## TASK INSTRUCTIONS
Reproduce every line of the entries starting at the line that contains "Mark each instance of the open" and ending at the line that contains "x=606 y=719", both included, and scale each answer coordinate by 1.2, rounding to whole numbers with halves going up. Leave the wording and the sample coordinates within each entry unchanged.

## DATA ENTRIES
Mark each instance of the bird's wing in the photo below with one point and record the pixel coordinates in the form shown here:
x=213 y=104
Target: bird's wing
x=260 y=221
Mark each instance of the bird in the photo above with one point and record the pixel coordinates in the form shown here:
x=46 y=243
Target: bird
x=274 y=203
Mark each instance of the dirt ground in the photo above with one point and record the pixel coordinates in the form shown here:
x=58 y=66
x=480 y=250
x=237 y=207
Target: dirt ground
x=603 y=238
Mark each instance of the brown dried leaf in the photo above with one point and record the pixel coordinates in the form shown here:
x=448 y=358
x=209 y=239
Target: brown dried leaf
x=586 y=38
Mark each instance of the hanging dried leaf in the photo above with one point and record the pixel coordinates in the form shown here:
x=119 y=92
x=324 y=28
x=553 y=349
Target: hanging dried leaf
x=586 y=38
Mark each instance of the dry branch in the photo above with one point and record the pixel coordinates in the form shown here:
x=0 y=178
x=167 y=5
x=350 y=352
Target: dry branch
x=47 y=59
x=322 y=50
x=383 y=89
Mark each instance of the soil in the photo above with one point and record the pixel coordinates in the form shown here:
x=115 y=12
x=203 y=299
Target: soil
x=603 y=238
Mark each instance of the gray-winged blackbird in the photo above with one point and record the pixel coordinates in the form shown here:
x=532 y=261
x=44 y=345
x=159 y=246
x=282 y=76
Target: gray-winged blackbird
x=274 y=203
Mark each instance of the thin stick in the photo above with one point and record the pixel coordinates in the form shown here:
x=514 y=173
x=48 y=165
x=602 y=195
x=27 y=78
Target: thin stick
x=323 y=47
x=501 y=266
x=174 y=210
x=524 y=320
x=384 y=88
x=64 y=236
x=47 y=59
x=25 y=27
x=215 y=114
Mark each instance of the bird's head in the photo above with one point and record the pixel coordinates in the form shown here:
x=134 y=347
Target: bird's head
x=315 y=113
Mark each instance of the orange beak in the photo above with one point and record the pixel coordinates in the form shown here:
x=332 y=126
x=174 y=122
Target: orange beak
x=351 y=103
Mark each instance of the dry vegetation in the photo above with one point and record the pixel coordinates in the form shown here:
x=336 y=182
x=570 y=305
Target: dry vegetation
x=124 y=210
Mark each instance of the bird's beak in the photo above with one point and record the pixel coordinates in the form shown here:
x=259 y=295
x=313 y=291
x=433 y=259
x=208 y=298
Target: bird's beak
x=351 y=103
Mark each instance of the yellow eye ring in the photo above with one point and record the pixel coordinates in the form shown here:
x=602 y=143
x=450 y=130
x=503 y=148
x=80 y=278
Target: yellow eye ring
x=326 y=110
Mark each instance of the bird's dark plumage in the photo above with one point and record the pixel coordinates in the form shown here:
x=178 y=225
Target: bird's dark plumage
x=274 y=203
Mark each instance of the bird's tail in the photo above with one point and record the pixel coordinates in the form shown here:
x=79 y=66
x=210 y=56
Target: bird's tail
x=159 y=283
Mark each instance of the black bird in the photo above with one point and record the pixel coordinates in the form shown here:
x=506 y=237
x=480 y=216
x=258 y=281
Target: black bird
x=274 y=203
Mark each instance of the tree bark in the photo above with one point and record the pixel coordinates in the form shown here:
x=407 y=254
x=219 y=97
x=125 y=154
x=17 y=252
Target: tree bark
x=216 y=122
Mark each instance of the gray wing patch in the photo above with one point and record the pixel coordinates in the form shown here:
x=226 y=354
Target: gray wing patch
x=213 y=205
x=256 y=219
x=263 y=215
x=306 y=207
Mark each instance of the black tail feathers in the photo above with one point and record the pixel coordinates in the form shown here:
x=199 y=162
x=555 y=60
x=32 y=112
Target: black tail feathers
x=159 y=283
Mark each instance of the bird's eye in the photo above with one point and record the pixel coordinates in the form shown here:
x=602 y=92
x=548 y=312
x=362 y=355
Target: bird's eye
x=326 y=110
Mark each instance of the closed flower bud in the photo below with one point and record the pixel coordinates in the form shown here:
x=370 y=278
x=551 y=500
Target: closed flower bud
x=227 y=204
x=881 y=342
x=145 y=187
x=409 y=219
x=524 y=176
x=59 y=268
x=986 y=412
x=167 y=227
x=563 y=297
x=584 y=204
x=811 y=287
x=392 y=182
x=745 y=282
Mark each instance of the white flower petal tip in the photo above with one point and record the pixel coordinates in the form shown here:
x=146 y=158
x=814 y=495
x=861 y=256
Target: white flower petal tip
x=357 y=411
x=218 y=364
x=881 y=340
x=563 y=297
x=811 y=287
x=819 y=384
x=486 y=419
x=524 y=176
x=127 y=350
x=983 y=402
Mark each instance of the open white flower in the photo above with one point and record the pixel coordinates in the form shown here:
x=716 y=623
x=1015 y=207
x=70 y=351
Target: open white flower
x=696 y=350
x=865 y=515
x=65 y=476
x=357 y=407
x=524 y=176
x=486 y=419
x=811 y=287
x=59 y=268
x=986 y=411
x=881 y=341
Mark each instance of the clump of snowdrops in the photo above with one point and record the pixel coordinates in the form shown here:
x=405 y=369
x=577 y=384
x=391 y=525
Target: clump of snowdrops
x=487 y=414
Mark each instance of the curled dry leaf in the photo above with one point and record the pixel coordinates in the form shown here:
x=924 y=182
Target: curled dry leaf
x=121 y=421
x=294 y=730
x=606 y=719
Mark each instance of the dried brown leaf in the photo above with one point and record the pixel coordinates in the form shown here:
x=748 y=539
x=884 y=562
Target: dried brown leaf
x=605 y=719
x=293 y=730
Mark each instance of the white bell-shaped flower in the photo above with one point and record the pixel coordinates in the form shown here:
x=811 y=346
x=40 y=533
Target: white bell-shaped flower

## THE REPLY
Mark each instance of the open white flower in the photo above with one point and record the pixel coordinates in the form shown here:
x=716 y=623
x=1015 y=207
x=70 y=351
Target: open white flower
x=835 y=420
x=1038 y=618
x=78 y=571
x=428 y=488
x=629 y=211
x=583 y=503
x=973 y=344
x=71 y=322
x=1183 y=493
x=1057 y=409
Mark each instance of the clump of snowdrops in the photo above with one point and record the pixel coordinates in the form shown here:
x=405 y=369
x=577 y=384
x=391 y=525
Target: clump of snowdrops
x=584 y=497
Mark each instance of the curled dry leaf in the photo above with one point and record the pixel coordinates in the form shown here:
x=924 y=182
Target: curled dry leaf
x=145 y=505
x=353 y=876
x=727 y=863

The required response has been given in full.